==== TEXTO DE LEITURA

Uma delícia suculenta que envolve recheio tradicional, leva carnes de frango e de porco, azeitona, guariroba, entre outros ingredientes e técnicas culinárias, sua receita traz saberes guardados e repassados por gerações de famílias. O empadão goiano - assim como o alfenim, a pamonha e a chica doida - está em processo de virar Patrimônio Imaterial Cultural goiano em projetos de lei do deputado Coronel Adailton.
A consagração do empadão, deve ser questão de tempo já que, ao contrário de outras iguarias regionais (a exemplo do arroz com pequi), consegue ser quase unânime. “Aqui, em nosso estabelecimento, o empadão é, sem dúvidas, o prato mais pedido. Ele tem a característica de agradar turistas de diversos cantos do mundo”, afirma um dos sócios de um estabelecimento que vende o prato na conhecida Carioca na cidade de Goiás.
O dom do empadão de agradar, pode ser devido à sua origem miscigenada. Pois, conforme o chef de cozinha vilaboense Aloísio Godinho, a origem de tal prato é remota e vem de longe. “A raiz do empadão vem da massa da empanada (massa quebradiça com manteiga e farinha que não leva fermento), da Espanha, que por sua vez, influenciou a empadinha do sul da França. Quando chegou aqui sofreu adaptações de variados povos, e assim, nasceu o empadão", detalha.
O que caracteriza o empadão goiano, como explica Aloísio, é o seu recheio peculiar, composto obrigatoriamente, por: pão, pernil de porco ou lombo em lasca, coxa, sobrecoxa ou peito de frango em lascas, guariroba, azeitona, queijo meia cura e molho de tomate.
“Se no recheio vier só: frango batata e molho ou então ter camarão ou linguiça não é empadao e sim empada. Para ser empadão precisa ter todos os ingredientes do recheio. E pode ser até um empadão pequeno que se vier com todos esses ingredientes vai ser um empadão. Engraçado né?", reflete.
José Adão e a esposa Elenina vendem empadão na cidade de goiás: prato é quase unanimidade.
Alfenim quase caiu em esquecimento. Foto: imprensa criativa
Valorização
Para o chef, reconhecimento como o título de patrimônio imaterial serve para ressaltar esse modo de saber fazer que foi moldado, guardado e repassado pelas famílias goianas. Ele ressalta que ações de valorização tem sido importantes para que outros pratos tradicionais da cultura regional não se percam no tempo, assim como quase aconteceu com o alfenim.
O doce que veio com a colonização portuguesa foi espalhado em algumas capitais do Brasil, porém ganhou destaque na cidade de Goiás, tem como uma das principais divulgadoras, a vilaboense dona Sílvia da Silva Curado, 90. Há cerca de 60 anos, ela modela alfenins à mão. Faz verônicas, flores e pombas do Divino Espírito Santo. Porém, era uma das poucas a produzir o doce.
“Fazer alfenim é laborioso e artesanal.Trabalha com calda quente que constipa a mão e dá trabalho”, explica Aloísio, ressaltando que nos últimos anos, os vilaboenses começaram a ter mais interesse em aprender e repassarem a receita.

========

> [INSTRUÇÕES DO EXERCÍCIO]
Retome o texto sobre o empadão goiano e dê continuidade a ele a partir da última frase apresentada. As linhas apresentadas a seguir não guardam relação com o texto sobre o empadão goiano.

==== DADOS FORNECIDOS

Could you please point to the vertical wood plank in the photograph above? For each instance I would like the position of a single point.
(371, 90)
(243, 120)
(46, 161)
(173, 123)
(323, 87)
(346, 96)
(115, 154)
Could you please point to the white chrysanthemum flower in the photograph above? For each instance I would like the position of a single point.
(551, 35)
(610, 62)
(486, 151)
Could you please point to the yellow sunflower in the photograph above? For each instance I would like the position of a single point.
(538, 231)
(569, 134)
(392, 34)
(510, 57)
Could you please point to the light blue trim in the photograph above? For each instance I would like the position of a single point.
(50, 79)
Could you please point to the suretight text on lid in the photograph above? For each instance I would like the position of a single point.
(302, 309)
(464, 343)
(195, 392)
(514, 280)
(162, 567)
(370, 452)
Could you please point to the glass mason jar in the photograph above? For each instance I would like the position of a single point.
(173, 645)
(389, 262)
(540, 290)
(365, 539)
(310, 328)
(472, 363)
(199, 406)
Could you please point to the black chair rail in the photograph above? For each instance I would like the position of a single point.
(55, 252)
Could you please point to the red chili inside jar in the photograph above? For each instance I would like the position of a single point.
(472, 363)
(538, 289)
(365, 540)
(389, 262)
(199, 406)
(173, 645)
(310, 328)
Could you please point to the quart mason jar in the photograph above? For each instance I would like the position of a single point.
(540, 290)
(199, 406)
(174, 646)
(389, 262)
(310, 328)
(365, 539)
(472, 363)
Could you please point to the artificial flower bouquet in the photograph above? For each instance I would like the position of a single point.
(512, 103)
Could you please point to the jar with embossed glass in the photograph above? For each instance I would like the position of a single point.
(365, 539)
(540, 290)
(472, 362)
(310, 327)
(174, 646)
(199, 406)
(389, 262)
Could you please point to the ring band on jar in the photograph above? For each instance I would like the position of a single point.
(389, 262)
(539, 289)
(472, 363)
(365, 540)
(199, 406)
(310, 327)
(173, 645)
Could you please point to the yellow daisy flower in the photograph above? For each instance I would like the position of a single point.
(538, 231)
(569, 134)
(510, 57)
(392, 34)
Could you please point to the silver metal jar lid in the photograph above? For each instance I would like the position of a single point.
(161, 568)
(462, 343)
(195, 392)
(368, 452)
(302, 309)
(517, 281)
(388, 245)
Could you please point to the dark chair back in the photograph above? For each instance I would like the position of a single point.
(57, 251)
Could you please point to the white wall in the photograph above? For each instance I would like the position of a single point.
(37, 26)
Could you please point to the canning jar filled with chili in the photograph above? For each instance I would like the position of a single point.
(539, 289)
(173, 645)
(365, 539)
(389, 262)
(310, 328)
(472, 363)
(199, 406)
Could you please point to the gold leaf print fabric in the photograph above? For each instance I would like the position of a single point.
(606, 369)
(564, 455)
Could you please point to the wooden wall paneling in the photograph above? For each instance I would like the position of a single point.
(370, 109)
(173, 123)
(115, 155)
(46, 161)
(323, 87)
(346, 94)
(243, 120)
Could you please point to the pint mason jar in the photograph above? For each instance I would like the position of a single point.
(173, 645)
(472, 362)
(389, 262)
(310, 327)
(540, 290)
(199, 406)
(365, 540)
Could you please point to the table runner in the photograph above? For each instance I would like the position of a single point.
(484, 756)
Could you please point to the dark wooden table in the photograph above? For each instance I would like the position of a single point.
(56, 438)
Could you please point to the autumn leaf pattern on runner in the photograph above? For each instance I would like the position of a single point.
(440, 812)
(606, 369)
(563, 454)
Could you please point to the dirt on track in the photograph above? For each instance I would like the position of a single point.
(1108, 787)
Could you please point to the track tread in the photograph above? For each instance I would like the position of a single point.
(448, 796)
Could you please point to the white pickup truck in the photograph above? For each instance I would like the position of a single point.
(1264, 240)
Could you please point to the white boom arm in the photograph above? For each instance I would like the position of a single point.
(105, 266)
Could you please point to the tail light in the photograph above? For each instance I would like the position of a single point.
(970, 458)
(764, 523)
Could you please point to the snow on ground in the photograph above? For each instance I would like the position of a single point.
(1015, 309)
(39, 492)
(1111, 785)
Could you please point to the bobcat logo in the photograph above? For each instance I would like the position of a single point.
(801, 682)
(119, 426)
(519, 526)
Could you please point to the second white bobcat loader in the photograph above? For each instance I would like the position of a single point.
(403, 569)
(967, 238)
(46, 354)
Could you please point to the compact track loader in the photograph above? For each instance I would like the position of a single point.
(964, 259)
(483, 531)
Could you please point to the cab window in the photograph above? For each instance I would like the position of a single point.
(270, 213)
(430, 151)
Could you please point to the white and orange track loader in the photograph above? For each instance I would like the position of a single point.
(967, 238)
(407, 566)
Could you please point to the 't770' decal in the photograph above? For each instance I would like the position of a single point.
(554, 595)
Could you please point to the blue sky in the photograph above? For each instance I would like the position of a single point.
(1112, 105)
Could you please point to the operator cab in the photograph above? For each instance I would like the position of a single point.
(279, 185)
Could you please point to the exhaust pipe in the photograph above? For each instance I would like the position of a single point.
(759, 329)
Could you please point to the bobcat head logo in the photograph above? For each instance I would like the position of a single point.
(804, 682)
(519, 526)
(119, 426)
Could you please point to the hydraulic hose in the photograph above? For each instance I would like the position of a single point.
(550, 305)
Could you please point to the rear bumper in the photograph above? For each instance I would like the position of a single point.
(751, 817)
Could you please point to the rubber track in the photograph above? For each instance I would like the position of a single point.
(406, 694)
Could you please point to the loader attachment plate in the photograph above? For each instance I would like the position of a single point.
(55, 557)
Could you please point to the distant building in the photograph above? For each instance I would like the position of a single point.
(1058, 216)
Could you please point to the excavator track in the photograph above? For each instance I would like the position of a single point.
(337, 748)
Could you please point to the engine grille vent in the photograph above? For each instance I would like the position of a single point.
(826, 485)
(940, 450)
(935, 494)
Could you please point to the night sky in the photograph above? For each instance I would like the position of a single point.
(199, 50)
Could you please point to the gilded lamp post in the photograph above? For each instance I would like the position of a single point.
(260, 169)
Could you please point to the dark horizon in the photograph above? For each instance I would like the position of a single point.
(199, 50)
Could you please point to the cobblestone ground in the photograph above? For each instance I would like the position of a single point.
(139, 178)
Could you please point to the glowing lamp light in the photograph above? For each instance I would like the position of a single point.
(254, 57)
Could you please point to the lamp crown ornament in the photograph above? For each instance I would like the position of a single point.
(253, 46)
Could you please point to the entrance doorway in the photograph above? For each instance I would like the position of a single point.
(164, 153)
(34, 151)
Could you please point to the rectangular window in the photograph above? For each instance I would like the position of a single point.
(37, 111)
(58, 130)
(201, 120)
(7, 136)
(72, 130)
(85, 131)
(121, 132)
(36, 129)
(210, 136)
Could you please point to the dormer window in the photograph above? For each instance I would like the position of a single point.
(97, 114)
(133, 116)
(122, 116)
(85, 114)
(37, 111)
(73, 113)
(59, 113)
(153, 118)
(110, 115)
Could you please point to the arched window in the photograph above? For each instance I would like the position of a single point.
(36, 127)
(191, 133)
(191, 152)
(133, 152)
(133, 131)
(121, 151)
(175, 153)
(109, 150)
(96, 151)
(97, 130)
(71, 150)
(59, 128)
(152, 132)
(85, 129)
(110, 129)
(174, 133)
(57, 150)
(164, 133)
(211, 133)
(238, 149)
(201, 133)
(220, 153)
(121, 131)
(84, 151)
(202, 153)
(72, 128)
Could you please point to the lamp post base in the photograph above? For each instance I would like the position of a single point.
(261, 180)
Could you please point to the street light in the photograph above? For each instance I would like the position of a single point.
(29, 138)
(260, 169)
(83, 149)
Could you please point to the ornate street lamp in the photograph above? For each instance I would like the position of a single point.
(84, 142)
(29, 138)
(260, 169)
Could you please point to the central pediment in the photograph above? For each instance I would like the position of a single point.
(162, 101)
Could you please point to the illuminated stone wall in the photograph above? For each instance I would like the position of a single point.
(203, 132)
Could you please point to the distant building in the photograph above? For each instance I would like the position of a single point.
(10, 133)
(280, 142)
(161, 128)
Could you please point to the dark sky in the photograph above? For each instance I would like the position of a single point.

========

> [RESULTADO ABAIXO]
“O historiador Rafael Lino foi um dos repassadores de tal tradição na cidade de Goiás. Ele ministrou cursos da iguaria e há ainda fazedores de alfenim em Pirenópolis e Trindade”.
Resgate
Mas outro doce goiano que não tem recebido a mesma atenção do alfenim e do empadão, segundo Aloísio, são as flores de coco, uma herança mineira. “Elas vieram com os mineiros que foram expulsos pelos emboabas. Eles trouxeram para cá a aranha que em Goiás se transformou em em flor de coco. Não é encontrado com facilidade, sou um dos grandes divulgadores dessa tradição que foi repassada a mim pela doceira Dona Alice”, conta.
Já a professora do curso de astronomia da UEG em Pirenópolis Patricia Rios Pina, que é coordenadora da unidade na cidade, conta que outro doce típico da terra dos pireneus, também esquecido, é o manjar de fubá de arroz. “inclusive ele pouco conhecido pelos mais novos”, ressalta.
“Essa é uma receita que eu ainda não executei, mas sei que algumas famílias ainda fazem. Inicialmente se faz uma calda com açúcar e água, não muito grossa, um pouco mais líquida que a calda do pudim, e reserva. Depois faz um mingau bem consistente de fubá, leite e açúcar. Coloca-se no refratário as colheradas do mingau, por cima a calda e leva ao forno” ensina.
Comidas de Piri
Entre as comidas típicas de Pirenópolis que merecem valorização ela ressalta pratos como a sopa dourada, o queijo leite e a rosca de “mulher parida”. “Tem ainda galinha cabidela, paçoca de pilão (antigamente feita no pilão movido a água), frango caipira com angu, receitas que são tipicamente goianas”, aponta.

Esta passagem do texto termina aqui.